BEGIN Records supplied

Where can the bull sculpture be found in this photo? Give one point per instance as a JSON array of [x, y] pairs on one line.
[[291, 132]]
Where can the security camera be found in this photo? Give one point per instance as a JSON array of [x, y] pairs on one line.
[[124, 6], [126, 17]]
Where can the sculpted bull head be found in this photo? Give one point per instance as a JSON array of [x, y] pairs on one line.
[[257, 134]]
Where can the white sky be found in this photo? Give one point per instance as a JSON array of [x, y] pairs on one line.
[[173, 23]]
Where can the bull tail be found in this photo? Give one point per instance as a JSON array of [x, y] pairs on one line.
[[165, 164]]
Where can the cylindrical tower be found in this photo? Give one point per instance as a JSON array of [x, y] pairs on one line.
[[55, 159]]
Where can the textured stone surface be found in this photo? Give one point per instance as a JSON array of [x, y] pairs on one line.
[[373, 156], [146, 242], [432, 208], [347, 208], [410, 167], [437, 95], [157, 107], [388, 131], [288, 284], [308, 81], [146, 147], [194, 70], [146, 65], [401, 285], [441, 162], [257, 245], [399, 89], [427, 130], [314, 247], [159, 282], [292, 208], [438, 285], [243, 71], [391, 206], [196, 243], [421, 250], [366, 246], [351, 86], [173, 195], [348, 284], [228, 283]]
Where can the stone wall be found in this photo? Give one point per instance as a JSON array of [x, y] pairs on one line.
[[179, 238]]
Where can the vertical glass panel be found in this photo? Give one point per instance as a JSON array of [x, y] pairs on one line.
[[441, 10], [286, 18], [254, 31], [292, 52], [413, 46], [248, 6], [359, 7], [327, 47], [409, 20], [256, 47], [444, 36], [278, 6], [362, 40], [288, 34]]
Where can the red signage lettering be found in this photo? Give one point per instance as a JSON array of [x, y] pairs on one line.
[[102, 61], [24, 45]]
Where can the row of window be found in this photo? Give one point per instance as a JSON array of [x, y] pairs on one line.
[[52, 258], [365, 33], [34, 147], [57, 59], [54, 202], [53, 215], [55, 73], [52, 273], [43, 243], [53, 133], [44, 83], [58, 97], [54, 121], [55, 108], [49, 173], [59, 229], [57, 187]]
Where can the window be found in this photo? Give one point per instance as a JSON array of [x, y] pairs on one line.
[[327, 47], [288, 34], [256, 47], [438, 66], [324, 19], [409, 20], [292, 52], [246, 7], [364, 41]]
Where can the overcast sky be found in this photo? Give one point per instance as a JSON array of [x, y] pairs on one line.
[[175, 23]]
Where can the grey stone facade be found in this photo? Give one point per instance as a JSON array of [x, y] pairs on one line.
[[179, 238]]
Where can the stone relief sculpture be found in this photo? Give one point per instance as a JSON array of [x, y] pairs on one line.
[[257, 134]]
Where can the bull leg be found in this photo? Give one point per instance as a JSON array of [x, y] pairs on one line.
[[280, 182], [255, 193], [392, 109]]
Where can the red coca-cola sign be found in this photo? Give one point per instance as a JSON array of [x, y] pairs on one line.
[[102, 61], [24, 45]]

END Records supplied
BEGIN Records supplied

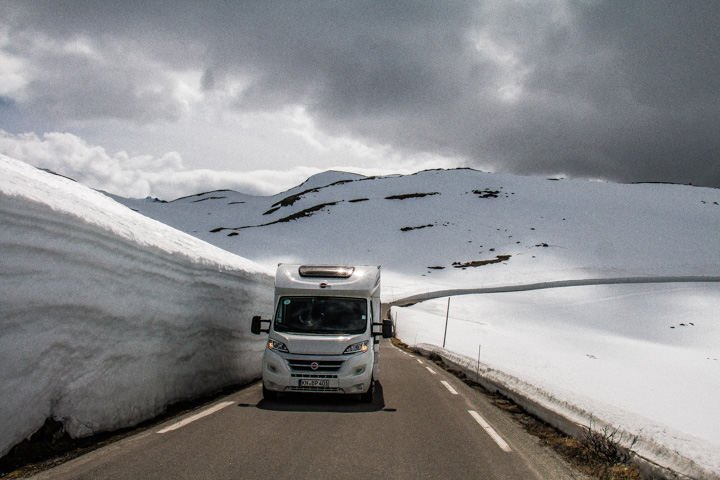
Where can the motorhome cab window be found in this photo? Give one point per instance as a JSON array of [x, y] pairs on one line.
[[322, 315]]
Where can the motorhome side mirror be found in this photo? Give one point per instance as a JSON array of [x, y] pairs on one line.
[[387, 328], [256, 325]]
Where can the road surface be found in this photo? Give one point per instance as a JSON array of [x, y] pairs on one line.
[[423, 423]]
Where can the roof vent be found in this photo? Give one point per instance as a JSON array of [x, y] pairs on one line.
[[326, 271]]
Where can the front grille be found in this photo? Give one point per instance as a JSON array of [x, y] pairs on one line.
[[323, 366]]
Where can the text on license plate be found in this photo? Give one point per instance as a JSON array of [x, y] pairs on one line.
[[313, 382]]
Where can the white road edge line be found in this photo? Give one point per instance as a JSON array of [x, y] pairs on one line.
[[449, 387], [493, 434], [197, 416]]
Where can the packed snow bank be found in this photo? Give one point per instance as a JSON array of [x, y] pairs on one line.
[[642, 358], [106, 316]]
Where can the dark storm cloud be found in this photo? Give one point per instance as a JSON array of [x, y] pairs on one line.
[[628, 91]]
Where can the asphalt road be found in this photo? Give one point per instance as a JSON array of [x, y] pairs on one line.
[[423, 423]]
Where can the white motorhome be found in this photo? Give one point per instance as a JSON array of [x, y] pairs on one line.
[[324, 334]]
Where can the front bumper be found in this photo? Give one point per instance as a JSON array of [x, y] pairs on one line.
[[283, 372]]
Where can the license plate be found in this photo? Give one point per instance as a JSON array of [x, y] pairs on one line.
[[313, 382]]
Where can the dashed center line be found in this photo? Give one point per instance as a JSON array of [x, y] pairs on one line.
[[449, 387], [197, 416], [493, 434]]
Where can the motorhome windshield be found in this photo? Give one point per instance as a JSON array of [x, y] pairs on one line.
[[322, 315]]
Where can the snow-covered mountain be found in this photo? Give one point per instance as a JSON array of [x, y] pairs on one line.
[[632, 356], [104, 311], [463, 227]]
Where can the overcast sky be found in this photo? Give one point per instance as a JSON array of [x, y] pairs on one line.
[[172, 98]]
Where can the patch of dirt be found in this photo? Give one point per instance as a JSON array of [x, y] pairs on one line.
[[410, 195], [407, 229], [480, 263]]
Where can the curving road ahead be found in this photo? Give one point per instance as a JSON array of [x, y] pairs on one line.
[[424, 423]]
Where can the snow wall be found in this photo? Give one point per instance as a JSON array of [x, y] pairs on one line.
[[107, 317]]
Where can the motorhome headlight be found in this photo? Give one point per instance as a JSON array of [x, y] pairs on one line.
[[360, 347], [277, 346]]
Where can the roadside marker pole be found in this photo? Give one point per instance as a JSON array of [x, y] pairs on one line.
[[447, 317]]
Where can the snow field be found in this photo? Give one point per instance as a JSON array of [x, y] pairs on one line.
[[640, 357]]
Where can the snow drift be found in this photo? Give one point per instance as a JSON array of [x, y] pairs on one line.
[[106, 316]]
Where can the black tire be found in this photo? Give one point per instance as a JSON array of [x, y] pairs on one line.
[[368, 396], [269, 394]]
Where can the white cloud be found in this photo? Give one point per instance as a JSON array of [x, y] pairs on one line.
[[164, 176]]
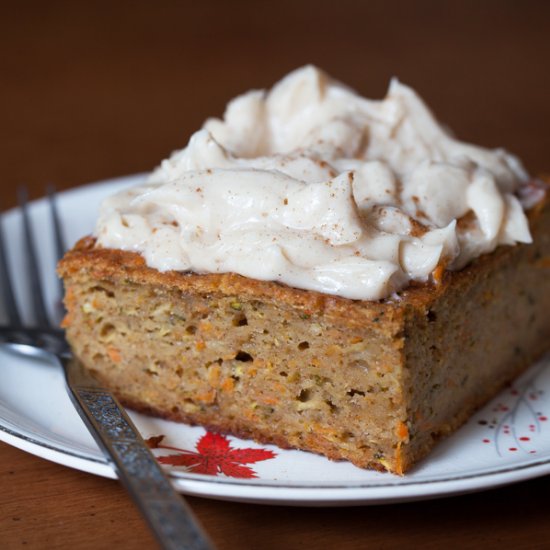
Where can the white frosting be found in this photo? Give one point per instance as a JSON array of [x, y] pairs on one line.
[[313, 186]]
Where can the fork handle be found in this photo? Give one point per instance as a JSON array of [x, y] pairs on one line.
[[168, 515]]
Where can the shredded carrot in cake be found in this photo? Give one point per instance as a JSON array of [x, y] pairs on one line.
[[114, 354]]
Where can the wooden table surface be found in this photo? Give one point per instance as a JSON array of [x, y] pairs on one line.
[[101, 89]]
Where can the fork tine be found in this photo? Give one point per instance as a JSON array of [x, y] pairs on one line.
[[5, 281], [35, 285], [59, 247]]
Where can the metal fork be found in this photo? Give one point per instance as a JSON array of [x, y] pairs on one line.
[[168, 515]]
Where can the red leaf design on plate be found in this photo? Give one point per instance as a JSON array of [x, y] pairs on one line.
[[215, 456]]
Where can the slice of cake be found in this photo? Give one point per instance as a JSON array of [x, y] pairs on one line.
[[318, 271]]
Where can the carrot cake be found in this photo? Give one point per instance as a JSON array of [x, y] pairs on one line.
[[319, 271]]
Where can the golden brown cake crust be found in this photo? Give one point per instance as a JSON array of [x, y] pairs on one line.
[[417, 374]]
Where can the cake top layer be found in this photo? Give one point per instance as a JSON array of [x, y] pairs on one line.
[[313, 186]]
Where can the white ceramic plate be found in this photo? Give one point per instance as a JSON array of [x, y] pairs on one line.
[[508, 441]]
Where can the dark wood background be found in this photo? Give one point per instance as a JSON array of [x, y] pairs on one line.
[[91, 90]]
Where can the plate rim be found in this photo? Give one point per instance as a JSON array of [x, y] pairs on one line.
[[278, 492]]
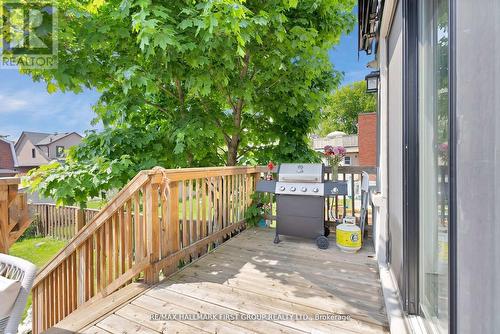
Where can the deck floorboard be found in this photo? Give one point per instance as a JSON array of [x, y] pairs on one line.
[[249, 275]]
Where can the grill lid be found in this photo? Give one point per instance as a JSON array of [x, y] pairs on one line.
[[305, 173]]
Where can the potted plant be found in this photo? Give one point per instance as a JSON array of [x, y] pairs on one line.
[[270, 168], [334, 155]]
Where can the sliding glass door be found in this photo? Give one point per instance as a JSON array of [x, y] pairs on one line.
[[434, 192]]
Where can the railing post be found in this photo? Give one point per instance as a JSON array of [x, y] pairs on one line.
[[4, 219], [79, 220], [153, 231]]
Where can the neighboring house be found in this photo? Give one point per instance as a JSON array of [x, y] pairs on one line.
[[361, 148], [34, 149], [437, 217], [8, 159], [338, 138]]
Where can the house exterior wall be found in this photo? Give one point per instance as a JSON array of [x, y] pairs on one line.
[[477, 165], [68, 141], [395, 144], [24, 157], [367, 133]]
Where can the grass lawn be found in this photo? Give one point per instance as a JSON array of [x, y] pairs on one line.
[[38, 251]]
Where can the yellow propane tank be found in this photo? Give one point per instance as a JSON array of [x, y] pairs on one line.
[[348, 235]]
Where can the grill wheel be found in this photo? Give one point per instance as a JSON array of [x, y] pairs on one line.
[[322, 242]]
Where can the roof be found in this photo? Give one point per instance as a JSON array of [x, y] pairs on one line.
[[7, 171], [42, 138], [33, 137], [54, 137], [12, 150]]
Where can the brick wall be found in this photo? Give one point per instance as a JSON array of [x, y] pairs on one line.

END Records supplied
BEGIN Records supplied

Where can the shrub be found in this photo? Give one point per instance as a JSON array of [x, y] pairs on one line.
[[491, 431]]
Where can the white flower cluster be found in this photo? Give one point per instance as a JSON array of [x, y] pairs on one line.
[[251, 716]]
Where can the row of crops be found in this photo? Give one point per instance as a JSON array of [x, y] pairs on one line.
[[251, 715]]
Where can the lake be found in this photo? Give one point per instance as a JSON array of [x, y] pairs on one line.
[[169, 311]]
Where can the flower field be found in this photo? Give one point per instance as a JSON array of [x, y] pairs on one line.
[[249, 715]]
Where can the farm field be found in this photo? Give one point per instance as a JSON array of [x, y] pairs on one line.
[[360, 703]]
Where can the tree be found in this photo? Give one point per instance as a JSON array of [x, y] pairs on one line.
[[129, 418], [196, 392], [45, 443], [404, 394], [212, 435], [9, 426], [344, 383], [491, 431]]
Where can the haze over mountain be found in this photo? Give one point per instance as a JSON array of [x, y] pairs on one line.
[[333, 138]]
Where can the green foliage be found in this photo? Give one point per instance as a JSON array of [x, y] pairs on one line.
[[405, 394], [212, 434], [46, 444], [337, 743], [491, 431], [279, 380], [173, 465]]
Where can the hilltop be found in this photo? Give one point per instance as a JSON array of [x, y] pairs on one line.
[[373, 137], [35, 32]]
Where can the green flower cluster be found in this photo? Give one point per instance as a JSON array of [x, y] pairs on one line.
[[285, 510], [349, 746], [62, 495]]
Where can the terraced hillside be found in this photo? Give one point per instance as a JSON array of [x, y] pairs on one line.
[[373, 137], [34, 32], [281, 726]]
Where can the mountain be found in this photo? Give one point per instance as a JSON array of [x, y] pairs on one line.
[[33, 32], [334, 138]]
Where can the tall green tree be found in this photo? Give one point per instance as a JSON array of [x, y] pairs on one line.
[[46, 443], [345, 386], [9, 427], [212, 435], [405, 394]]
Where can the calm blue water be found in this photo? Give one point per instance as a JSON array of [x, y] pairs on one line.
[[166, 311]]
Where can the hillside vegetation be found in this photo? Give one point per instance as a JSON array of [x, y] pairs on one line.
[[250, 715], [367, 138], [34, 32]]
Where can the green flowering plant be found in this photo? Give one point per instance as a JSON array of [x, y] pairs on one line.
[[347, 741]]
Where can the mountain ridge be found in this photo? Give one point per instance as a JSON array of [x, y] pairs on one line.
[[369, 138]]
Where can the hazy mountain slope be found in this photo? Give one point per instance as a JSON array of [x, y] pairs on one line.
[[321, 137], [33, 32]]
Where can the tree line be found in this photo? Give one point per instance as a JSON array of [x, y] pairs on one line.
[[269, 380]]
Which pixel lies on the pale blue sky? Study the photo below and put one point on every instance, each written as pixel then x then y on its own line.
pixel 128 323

END Records supplied

▸ **Your goal**
What you return must be the lines above that run from the line with "Where can the house" to the line with "Where can the brick", inclusive, each copied exactly.

▸ **Output of the task**
Where can the house exterior wall be found in this photo? Give one point per instance as a JSON array of [x, y] pairs on one line.
[[477, 165], [68, 141], [395, 144], [24, 157], [367, 133]]
Where can the grass lawn be found in this photo? Give one point per instance as a JSON array of [x, y] pairs on one line.
[[38, 251]]
Where can the yellow propane tank be found in this photo? Give one point per instance as a JSON array of [x, y] pairs on one line.
[[348, 235]]
Where can the grill wheel be found in this photo? Give one point per instance as a JSON array of [x, y] pairs on one line.
[[322, 242]]
Where can the roof be found in this photo? Give one point per instance as a JSON array of [x, y] pairs on one line.
[[7, 171], [42, 138], [33, 137], [54, 137], [12, 150]]
Where can the brick wall be found in this photo? Give one point per instance as a JSON array of [x, y] pairs on one line.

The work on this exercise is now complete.